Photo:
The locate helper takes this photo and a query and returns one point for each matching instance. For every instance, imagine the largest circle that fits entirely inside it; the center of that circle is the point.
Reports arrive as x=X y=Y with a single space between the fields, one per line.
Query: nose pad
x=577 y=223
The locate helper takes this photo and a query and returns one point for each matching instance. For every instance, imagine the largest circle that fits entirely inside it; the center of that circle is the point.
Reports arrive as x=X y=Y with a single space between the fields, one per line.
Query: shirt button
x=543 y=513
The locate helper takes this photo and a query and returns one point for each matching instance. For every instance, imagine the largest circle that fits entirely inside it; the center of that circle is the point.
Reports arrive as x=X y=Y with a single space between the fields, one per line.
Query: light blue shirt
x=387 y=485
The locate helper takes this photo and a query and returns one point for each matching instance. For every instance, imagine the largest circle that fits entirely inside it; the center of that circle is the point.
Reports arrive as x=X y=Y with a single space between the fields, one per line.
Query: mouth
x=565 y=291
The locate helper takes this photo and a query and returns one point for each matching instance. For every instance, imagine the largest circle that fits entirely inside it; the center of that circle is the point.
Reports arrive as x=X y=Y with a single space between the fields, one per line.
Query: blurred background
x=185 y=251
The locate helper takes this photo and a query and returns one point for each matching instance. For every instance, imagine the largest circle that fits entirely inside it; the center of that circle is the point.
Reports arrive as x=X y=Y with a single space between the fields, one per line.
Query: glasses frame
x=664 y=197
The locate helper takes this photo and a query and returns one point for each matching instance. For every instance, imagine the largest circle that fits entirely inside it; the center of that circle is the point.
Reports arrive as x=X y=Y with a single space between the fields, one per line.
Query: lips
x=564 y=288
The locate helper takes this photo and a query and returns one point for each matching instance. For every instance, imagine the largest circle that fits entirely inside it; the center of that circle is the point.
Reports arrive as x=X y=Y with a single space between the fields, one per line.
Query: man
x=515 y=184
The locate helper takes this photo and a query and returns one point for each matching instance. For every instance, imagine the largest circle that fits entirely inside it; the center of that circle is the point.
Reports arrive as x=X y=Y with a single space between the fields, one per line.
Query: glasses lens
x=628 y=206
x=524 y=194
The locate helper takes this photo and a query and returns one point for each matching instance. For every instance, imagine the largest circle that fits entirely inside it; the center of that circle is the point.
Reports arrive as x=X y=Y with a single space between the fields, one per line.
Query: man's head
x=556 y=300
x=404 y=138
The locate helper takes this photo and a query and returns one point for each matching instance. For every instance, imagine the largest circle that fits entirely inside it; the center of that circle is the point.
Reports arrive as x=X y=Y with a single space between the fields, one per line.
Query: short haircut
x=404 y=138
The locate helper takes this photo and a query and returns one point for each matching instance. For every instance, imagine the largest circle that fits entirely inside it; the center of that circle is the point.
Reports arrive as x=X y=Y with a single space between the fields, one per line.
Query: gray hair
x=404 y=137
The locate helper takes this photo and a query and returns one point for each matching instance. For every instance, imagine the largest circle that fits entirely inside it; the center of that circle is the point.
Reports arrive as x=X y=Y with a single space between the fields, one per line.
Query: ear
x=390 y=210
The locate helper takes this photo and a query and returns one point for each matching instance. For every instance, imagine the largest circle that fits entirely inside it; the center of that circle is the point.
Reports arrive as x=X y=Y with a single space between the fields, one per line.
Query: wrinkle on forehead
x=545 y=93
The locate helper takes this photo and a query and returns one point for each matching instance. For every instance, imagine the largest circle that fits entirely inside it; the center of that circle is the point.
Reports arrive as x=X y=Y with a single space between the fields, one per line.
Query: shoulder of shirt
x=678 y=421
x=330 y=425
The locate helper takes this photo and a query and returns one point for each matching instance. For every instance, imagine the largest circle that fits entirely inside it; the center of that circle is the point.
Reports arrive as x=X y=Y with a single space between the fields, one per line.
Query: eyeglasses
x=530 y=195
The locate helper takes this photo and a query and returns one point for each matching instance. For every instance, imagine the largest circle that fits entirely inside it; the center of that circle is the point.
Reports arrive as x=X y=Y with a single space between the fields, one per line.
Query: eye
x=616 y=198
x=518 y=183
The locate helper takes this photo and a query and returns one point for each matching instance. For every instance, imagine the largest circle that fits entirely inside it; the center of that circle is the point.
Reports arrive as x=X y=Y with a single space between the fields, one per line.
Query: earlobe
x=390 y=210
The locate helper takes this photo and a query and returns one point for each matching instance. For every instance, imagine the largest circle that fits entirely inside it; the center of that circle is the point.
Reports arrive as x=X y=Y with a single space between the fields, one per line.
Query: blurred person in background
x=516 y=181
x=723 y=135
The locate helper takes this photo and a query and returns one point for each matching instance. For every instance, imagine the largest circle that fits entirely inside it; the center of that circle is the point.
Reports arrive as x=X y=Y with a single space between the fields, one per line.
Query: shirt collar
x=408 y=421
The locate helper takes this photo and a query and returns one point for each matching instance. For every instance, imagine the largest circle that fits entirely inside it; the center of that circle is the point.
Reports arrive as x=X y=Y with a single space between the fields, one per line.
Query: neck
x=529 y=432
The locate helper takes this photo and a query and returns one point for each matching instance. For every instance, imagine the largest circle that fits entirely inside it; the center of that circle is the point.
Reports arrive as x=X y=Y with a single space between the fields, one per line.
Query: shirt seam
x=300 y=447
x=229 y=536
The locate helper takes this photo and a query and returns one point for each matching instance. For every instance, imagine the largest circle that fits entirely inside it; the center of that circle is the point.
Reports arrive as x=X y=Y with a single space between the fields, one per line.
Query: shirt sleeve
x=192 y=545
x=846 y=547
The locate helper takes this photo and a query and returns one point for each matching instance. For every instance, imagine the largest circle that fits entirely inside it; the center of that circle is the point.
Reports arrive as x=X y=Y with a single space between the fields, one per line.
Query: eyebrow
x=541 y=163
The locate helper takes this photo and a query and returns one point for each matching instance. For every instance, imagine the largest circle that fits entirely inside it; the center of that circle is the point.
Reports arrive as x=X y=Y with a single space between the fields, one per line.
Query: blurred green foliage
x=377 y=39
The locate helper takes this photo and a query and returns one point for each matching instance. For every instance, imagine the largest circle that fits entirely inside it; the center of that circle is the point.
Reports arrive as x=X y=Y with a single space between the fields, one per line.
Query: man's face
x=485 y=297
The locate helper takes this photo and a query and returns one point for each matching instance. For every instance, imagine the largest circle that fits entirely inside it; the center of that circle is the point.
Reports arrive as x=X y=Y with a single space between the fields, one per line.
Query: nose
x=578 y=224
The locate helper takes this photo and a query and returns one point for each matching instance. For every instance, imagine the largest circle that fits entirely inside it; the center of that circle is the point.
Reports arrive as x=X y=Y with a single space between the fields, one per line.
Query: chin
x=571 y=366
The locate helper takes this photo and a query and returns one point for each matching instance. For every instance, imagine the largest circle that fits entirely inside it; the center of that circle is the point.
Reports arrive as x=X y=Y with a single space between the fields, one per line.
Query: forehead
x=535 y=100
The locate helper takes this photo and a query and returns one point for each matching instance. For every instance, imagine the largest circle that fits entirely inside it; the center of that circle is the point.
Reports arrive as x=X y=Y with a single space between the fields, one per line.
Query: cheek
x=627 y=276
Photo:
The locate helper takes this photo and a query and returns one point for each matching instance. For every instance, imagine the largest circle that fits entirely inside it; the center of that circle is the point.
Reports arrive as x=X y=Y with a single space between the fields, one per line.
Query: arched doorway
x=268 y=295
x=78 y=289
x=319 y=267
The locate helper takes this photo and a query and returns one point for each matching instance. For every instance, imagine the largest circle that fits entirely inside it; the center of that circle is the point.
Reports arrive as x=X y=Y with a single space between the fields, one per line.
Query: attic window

========================

■ **Exercise details**
Rewrite the material from its beginning through the line containing "x=543 y=513", with both ends included and every line kept, requests included. Multiply each x and y coordinate in the answer points by 2.6 and round to whole numbers, rounding halves up.

■ **Result of this exercise**
Photo:
The locate helper takes this photo and a query and returns one point for each matching instance. For every instance, imagine the largest circle that fits entirely inside it; the center of that circle is the point.
Reports arrive as x=X y=Y with a single space between the fields, one per line.
Query: nose pad
x=1500 y=580
The locate helper takes this photo and a query and returns one point for each matching instance. For every instance, imagine the largest circle that fits entirely inside it; the center of that circle is the point.
Reports arrive as x=X y=Y with a single space between the fields, one per line.
Query: shirt button
x=1412 y=1334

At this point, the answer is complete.